→ **WHAT IS ASKED**:
Substitute "central point" for every occurrence of "innermost point" in the entries below, leaving all other wording unchanged. Write the entries out again with the pictures omitted.
- - -
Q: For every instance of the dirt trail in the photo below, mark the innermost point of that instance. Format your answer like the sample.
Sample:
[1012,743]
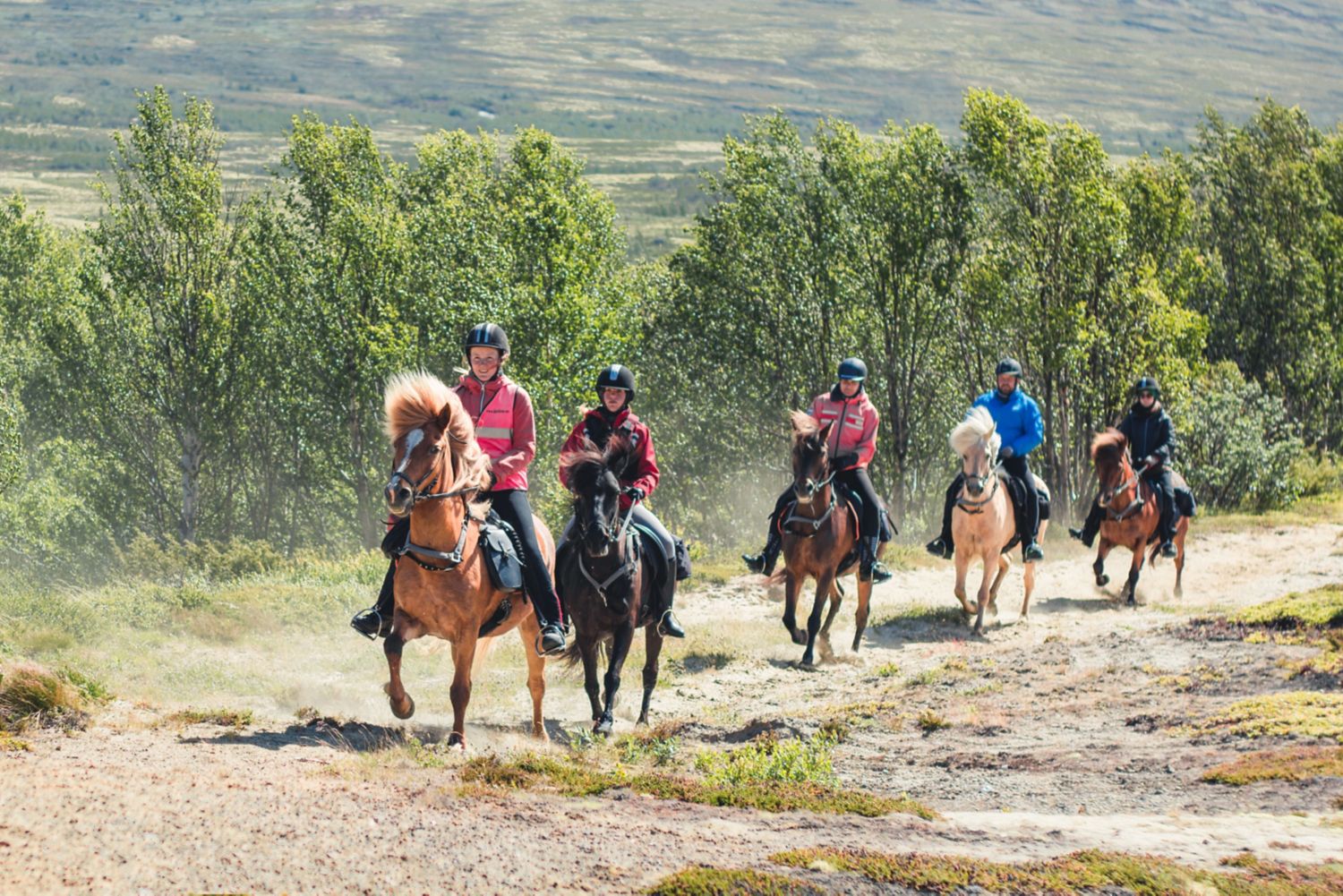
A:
[1056,743]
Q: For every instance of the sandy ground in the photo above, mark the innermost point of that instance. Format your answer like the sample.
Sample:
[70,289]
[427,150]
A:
[1060,739]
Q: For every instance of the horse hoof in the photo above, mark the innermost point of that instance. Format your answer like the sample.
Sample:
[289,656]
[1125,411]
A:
[406,711]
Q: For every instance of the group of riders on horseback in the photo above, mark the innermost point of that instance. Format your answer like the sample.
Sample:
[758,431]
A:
[505,431]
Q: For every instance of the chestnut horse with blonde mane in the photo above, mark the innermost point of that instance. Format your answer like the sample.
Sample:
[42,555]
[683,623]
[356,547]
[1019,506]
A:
[442,586]
[819,533]
[985,525]
[1133,514]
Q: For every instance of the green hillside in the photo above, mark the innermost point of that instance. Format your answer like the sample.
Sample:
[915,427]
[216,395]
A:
[644,89]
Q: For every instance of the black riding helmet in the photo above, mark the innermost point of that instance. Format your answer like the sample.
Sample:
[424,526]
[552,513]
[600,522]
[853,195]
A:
[486,336]
[853,368]
[1147,384]
[615,376]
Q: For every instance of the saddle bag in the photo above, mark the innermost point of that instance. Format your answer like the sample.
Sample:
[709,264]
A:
[502,558]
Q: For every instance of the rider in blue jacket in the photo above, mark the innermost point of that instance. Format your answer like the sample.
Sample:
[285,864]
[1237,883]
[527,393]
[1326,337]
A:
[1022,430]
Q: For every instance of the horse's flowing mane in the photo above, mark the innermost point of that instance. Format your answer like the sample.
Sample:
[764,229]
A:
[415,399]
[1108,445]
[977,426]
[588,463]
[803,426]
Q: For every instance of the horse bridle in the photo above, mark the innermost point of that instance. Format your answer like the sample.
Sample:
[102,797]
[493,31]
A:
[1135,504]
[978,507]
[620,538]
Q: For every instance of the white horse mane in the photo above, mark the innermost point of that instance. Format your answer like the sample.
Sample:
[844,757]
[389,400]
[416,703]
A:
[977,427]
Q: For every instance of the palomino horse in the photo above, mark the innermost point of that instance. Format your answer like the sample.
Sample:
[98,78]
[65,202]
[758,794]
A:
[607,579]
[985,525]
[1133,514]
[818,536]
[442,586]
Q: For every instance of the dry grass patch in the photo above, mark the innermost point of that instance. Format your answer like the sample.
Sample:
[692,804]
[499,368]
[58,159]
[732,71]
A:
[1299,713]
[714,882]
[223,718]
[1077,872]
[1279,764]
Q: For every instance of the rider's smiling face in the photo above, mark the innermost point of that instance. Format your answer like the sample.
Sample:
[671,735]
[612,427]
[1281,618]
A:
[485,362]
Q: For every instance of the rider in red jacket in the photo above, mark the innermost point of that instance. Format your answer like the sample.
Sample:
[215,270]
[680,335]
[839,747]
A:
[615,388]
[853,443]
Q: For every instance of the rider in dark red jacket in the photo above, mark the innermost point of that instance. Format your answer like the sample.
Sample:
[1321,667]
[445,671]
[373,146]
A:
[615,389]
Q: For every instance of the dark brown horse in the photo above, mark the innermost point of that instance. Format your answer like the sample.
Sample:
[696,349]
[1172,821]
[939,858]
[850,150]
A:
[1133,514]
[606,579]
[442,586]
[818,535]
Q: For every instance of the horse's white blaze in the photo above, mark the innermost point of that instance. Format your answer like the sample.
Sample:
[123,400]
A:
[413,438]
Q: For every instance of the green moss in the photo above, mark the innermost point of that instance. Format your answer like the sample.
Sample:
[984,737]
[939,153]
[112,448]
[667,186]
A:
[1082,871]
[1279,764]
[714,882]
[1300,713]
[1316,609]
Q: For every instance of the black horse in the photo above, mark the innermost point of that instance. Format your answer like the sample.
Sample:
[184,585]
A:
- - -
→ **FULL OUTPUT**:
Q: For every instance of the dirt trail in the photo below, mark the central point of that instance. Format your answer like the sample.
Sample:
[1012,743]
A:
[1056,743]
Q: For every instance of the sandy ground in the photo above, mark the central point of that instance. Format your answer like the sample.
Sample:
[70,289]
[427,150]
A:
[1060,739]
Q: For every instance of the horse hoof in the photo above, mark the central point of that instance. Format your answer like the sample.
Sample:
[289,656]
[1125,411]
A:
[406,711]
Q: For every instance of the group of riders on horseback in the photo above, mark the central point of that instance. Format your answer like the sample.
Sample:
[758,431]
A:
[505,431]
Q: For every instance of the chestnut horse with blonde mane in the photo above, mark the central point of that instance. Format your answer like the sample.
Sample:
[42,555]
[683,623]
[356,547]
[1019,506]
A:
[442,586]
[819,533]
[985,525]
[1133,514]
Q: For every instance of the green hillside in the photo above, mark the central point of that instance. Format your answer like the sample.
Sample:
[915,427]
[216,395]
A:
[644,89]
Q: For every instance of the black riding helmet in the photo above, mark the central point of that instance. Format your answer like the sample.
Sample:
[424,526]
[552,513]
[600,522]
[853,195]
A:
[486,336]
[853,368]
[1147,384]
[615,376]
Q: For every instance of the saddle bag in the photo above, mark the central point of that instance. Format your answer like the sample.
Sample:
[709,264]
A:
[502,558]
Q: For every instance of the rider in blue jacket in the photo above, mark the central point of that instance. Format your answer like the sample.
Sample:
[285,864]
[1237,883]
[527,393]
[1326,337]
A:
[1022,430]
Q: For every instance of the horse's flowing mane in the photo above, mark the central point of that instance. Format your answer like the sample.
Sample:
[764,229]
A:
[415,399]
[1108,445]
[977,426]
[588,463]
[803,426]
Q: For every instance of the horse bridle in the photo above, mark the central point of that instance. Format your answer like the sample.
Sample:
[102,797]
[493,31]
A:
[1135,504]
[978,507]
[620,538]
Q: For every instance of the white horse mane in the photo above, mark the central point of that instance. Format your answer like the sample.
Sample:
[844,757]
[389,400]
[416,703]
A:
[977,427]
Q: For every instance of the palomino horse in the photo above, mark the central point of that instance. Format your answer like the sample.
Sample:
[98,78]
[65,202]
[758,794]
A:
[607,579]
[985,525]
[1133,514]
[818,536]
[442,586]
Q: For every instance of the dry grass patch in the photo above, mark the central point of that instance. Format your answer like the sample.
Sample:
[692,804]
[499,368]
[58,159]
[732,71]
A:
[1299,713]
[714,882]
[223,718]
[1077,872]
[1279,764]
Q: For every instance of the rider's smiling face in the photo above, mark the central point of that instance. Format your answer like the sample.
Sample:
[671,735]
[612,427]
[1281,618]
A:
[485,362]
Q: For every instance of the rider in red jacket in the photo above, mark the central point of that instance. Format your answer like the sample.
Sample:
[215,270]
[680,335]
[839,747]
A:
[615,388]
[853,443]
Q: For every instance of the rider in dark red jacket in the photo above, mark the central point of that instance. Format your answer like the sample.
Sample:
[1321,667]
[445,671]
[373,146]
A:
[615,389]
Q: For every instance of the dark brown horse in the photo above, mark the central point of that instance. Format your answer like the sample.
Sample:
[696,349]
[1172,821]
[939,858]
[850,150]
A:
[1133,514]
[606,579]
[442,586]
[818,535]
Q: For every instance of the horse's white blaze in the photo above, mark the central point of that instance. Format your answer like the sample.
Sample:
[123,400]
A:
[413,438]
Q: For every instance of the green moss in the photo above, mark the central point of that instance. Format your answer like the sample.
Sample:
[984,737]
[939,153]
[112,448]
[667,186]
A:
[1082,871]
[1279,764]
[714,882]
[1300,713]
[1316,609]
Q: For every instance of the black horse in the photo above, mark the central point of that instance. Format your answer like the sample.
Sample:
[184,585]
A:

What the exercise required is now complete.